::: Record list :::
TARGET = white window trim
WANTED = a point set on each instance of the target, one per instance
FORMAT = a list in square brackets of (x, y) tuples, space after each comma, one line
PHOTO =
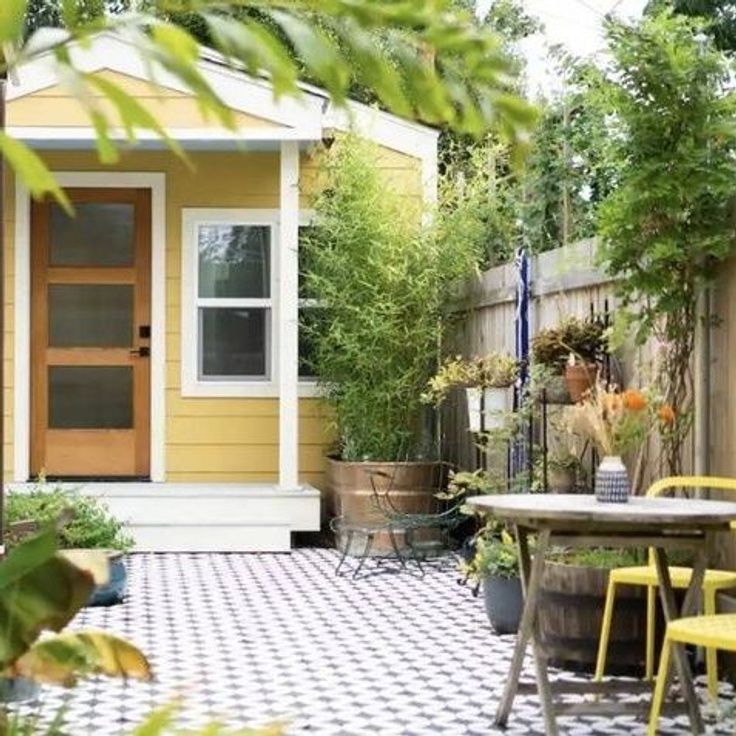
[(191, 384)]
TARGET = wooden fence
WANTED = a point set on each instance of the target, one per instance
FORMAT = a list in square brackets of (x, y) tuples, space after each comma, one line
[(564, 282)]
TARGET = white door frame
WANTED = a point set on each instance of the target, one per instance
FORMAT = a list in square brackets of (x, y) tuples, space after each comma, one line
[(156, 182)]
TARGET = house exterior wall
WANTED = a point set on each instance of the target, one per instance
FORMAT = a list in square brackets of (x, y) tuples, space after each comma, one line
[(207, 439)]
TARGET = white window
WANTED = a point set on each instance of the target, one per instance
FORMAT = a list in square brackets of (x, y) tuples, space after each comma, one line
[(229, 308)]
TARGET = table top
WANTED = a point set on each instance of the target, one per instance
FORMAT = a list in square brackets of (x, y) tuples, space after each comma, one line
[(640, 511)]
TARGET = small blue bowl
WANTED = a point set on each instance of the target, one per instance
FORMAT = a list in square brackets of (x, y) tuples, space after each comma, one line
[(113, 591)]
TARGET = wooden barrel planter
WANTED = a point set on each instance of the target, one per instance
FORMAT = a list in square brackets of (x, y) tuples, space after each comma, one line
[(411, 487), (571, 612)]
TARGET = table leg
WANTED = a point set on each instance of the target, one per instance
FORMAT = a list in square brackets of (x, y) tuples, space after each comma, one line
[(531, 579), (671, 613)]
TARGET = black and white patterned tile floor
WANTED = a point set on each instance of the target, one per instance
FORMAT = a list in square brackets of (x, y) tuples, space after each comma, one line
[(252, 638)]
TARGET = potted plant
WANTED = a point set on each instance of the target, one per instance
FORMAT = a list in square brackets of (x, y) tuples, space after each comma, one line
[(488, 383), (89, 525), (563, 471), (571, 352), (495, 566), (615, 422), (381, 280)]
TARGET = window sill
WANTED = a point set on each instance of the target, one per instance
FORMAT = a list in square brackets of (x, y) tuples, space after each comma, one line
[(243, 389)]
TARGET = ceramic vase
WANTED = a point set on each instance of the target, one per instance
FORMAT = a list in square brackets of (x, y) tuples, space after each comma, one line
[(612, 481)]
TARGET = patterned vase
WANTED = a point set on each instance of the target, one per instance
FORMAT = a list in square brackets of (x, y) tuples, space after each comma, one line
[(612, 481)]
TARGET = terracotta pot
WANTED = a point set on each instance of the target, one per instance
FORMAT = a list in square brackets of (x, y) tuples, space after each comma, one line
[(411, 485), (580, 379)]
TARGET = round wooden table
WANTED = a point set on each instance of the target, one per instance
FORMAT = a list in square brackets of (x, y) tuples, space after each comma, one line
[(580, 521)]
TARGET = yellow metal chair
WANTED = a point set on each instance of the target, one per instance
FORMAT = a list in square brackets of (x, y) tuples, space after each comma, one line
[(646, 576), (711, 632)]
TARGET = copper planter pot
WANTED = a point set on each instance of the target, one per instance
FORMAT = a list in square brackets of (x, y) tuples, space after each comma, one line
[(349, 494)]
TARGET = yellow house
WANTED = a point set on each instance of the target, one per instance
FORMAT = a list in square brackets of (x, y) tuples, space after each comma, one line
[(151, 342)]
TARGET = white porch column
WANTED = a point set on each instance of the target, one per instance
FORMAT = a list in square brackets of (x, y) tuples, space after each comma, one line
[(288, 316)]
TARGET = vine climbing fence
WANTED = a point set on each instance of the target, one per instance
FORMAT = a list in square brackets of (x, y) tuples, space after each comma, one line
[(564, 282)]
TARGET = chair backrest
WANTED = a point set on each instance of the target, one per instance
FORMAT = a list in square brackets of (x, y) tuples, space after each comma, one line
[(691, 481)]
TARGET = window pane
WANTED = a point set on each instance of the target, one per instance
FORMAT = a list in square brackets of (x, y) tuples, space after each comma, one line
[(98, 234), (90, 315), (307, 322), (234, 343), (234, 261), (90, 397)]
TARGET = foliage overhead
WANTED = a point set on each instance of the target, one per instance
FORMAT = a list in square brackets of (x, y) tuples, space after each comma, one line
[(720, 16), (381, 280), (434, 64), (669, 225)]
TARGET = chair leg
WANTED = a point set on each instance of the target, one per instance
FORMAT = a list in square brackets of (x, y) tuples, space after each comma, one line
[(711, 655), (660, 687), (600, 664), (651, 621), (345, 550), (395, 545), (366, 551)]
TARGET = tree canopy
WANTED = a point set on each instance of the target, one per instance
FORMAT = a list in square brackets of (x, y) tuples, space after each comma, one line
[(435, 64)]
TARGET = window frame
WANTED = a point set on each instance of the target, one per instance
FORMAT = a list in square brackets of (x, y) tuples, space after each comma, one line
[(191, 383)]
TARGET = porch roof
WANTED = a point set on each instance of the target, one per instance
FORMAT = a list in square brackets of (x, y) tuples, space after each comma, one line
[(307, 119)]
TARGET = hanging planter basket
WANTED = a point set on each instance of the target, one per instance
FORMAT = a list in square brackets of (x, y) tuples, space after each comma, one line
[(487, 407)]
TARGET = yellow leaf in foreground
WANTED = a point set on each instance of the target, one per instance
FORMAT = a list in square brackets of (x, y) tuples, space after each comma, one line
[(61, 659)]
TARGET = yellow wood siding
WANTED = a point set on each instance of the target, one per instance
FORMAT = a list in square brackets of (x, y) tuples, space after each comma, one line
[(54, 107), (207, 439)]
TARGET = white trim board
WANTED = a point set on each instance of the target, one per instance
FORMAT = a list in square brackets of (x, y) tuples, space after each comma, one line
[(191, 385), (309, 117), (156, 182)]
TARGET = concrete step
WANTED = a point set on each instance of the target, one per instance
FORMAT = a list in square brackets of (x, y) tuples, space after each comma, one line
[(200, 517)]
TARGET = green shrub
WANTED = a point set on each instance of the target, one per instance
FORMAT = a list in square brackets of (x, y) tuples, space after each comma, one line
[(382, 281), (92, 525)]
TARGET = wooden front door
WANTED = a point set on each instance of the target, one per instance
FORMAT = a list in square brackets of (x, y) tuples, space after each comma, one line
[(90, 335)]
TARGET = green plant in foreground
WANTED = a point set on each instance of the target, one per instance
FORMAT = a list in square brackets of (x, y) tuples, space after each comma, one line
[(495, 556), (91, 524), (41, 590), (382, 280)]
:::
Written task
Reproduce the listing word for word, from its first line through the line containing "[(640, 511)]", keeping both of those lines. Leave out any picture.

Written response
TARGET = white window trim
WANTED = a point set on each instance of the target, one per instance
FORMAT = a list in square brackets of (x, y) tuples, space after each comma, one line
PHOTO =
[(191, 384)]
TARGET = wooden fence
WANTED = a point set on each instance of the target, one per instance
FORMAT = a list in square brackets of (x, y) tuples, space after each comma, one line
[(564, 282)]
TARGET = white door frame
WANTED = a point set on each instance of the target, one per instance
FORMAT = a list in square brackets of (x, y) tuples, space after each comma, one line
[(156, 182)]
TARGET = house exterior wall
WANTED = a point set on each instance of the target, one per instance
FORMAT = a list in square brackets of (x, y) tuples, space after each comma, one line
[(207, 439)]
TARGET = white window
WANTED = a point set on each instance of the target, one per instance
FORMAT = a list in square brackets of (x, y) tuples, space after each comma, one line
[(229, 308)]
TARGET = table top
WANTED = a point set on each instance of the target, one per instance
FORMAT = a list in square brackets of (x, y) tuples, space after each comma, one line
[(640, 511)]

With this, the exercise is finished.